=== TEXTO PROPORCIONADO ===

Estamos
celebrando la Pascua, los textos del Evangelio que estamos escuchando, nos
animan a creer, a tener fe en ese hecho fundamental para nosotros: la
Resurrección de Jesús. Asistimos a la experiencia de los primeros discípulos
transmitida a lo largo de los siglos con esta frase tan sencilla: “Hemos visto
al Señor”. Pero constatamos también,
cómo en esa primera experiencia de los discípulos al encontrarse con el Señor,
no todo estuvo y fue claro desde el principio.
Hoy nos hemos encontrado con la figura de Tomás el incrédulo, el
racionalista podíamos llamarle con lenguaje actual. Una figura con la que muchos nos podemos
identificar y que nos puede ayudar a hacer nuestro propio trayecto por el
siempre difícil camino de la
fe. Recordemos lo que
nos decía el evangelio sobre Tomás.
Tomás, después de la muerte de Jesús,
ha dejado la
comunidad. El domingo
de Resurrección, cuando Jesús se aparece por primera vez, Tomás no está con los
discípulos. Se siente decepcionado:
después de tres años de acompañar al Maestro, las cosas siguen igual, todas sus
esperanzas las ha visto crucificadas en el calvario. Tomás se vuelve a su casa, sólo y
desanimado. Pero sus compañeros no le dejan
así, enseguida van a comunicarle que han visto al Señor. Pero Tomás, no se fía, no les cree. No obstante decide reunirse de nuevo con
ellos. Y entonces, por segunda vez, se
les aparece el Señor: “Trae tu dedo, aquí tienes mis manos; trae tu mano y
métela en mi costado; y no seas incrédulo, cree”. Tomás no necesitará hacer esto, reconoce a
Jesús, no sólo como el Maestro con el que había convivido durante tres años,
sino como su Señor y como su Dios.
Como Tomás, también muchos de nosotros
hemos dejado o estamos tentados continuamente de dejar la comunidad. Decepcionados
unos porque no han encontrado alivio para sus penas o necesidades, otros porque no han encontrado un sentido
para sus vidas, algunos también, decepcionados por el mal testimonio de los
creyentes. Muchos, simplemente por
comodidad, porque no quieren complicarse la vida.

===

**TAREA ESCRITA:**
Transcribe sin cambios el fragmento del texto sobre la Pascua y Tomás, empezando por "Hoy nos hemos" y siguiendo hasta "evangelio sobre Tomás.". Basa tu trabajo únicamente en el texto.

=== DATOS PROPORCIONADOS ===

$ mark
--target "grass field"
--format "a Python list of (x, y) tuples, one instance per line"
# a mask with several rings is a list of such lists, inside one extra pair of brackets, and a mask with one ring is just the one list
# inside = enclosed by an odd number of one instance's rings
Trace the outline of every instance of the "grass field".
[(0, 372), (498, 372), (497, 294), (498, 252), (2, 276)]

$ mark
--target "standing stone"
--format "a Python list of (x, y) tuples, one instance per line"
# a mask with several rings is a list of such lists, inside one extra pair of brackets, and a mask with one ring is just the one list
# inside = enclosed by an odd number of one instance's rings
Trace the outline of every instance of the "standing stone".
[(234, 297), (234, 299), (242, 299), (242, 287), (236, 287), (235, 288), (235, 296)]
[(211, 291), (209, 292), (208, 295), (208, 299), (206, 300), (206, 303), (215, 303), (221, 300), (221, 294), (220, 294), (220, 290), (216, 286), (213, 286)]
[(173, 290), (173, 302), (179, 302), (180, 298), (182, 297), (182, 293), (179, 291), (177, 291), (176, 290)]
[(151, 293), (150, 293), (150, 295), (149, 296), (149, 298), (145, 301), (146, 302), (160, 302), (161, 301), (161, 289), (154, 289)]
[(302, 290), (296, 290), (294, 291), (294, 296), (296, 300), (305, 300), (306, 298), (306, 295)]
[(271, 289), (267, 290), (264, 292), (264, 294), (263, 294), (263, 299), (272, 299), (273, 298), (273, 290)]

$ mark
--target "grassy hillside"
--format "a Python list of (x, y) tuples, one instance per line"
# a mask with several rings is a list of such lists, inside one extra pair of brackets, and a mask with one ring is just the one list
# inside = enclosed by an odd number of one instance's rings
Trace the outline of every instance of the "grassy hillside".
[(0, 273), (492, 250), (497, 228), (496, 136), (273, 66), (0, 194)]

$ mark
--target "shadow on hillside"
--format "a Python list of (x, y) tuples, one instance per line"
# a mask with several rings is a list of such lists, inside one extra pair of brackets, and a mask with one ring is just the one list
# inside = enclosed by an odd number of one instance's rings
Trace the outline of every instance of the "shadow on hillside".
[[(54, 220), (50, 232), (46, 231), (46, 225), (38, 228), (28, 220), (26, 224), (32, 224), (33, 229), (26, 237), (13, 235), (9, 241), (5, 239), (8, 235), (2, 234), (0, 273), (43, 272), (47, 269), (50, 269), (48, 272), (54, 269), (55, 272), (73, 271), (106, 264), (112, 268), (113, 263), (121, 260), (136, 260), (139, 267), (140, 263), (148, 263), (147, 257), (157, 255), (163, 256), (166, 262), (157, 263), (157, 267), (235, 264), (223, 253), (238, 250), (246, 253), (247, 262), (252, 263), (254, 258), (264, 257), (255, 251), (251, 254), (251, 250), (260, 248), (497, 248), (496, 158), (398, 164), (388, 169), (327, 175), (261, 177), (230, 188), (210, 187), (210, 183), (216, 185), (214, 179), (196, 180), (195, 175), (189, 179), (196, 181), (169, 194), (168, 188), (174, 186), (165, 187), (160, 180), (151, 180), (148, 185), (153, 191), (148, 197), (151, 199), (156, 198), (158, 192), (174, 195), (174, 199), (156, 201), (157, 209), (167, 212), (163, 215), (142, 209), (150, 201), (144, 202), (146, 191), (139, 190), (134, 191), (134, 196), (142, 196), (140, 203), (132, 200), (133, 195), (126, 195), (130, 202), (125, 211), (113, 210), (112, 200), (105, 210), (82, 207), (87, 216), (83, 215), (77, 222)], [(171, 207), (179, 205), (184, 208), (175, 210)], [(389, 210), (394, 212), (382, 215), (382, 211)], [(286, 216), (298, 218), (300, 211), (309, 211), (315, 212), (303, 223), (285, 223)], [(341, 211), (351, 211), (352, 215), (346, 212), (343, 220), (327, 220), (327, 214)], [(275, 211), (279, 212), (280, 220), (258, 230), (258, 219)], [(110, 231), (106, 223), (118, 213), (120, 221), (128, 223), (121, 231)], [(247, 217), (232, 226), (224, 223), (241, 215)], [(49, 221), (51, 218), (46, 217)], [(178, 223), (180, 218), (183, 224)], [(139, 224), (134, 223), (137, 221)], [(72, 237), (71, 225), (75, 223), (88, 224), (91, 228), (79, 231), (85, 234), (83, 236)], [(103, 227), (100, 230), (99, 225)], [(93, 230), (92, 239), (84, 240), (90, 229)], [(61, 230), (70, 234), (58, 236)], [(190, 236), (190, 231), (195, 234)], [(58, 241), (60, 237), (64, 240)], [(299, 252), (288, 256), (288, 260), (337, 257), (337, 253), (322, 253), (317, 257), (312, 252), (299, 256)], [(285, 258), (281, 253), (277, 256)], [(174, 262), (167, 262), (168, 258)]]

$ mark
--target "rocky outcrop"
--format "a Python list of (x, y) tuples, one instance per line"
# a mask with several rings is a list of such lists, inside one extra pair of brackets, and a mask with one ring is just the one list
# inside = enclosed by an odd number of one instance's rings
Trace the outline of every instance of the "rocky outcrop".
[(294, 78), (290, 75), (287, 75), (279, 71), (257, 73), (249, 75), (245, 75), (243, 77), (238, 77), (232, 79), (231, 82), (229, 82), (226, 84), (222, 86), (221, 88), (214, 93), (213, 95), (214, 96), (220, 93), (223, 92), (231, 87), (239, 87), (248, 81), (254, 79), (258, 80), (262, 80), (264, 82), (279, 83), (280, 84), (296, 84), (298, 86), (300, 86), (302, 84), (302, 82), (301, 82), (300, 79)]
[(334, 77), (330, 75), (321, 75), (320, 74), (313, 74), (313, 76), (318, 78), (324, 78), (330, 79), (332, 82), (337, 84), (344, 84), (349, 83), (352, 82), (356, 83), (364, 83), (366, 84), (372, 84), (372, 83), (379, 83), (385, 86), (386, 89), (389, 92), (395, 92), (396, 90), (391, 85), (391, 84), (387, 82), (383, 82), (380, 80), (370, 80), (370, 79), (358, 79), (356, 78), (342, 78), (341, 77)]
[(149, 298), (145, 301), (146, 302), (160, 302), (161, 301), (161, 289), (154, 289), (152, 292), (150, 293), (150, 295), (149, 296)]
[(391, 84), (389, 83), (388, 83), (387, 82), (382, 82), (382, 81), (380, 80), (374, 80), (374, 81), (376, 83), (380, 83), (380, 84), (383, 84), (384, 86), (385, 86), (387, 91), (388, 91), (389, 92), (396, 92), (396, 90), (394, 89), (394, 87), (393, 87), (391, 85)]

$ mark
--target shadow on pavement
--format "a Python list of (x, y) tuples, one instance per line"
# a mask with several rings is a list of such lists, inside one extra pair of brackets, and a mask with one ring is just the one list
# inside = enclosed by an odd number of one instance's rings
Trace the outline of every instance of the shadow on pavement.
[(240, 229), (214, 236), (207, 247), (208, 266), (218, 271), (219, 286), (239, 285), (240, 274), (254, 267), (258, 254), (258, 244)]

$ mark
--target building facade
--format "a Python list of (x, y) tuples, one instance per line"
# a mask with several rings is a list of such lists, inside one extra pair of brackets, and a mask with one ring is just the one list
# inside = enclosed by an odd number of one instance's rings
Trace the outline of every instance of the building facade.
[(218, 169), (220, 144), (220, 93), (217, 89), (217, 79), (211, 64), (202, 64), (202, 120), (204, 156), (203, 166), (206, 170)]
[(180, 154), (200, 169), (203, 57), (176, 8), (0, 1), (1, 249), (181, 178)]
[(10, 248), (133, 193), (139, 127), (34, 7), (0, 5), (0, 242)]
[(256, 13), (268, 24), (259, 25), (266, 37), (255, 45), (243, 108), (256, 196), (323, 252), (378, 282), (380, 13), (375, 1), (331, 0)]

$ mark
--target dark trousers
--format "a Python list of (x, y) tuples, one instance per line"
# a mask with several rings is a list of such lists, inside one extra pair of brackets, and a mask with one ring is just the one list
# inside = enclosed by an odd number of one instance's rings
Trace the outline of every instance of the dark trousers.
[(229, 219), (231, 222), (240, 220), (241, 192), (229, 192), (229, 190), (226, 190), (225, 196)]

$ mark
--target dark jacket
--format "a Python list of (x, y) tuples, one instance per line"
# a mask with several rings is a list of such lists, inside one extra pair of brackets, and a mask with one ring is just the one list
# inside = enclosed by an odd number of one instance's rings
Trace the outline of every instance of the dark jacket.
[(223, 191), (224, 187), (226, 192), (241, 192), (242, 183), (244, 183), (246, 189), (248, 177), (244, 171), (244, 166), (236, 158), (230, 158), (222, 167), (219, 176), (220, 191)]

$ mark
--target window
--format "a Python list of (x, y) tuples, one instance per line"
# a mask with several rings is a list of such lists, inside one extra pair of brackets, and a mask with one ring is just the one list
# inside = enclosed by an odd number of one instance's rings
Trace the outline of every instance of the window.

===

**RESPUESTA COMPLETA:**
Hoy nos hemos encontrado con la figura de Tomás el incrédulo, el
racionalista podíamos llamarle con lenguaje actual. Una figura con la que muchos nos podemos
identificar y que nos puede ayudar a hacer nuestro propio trayecto por el
siempre difícil camino de la
fe. Recordemos lo que
nos decía el evangelio sobre Tomás.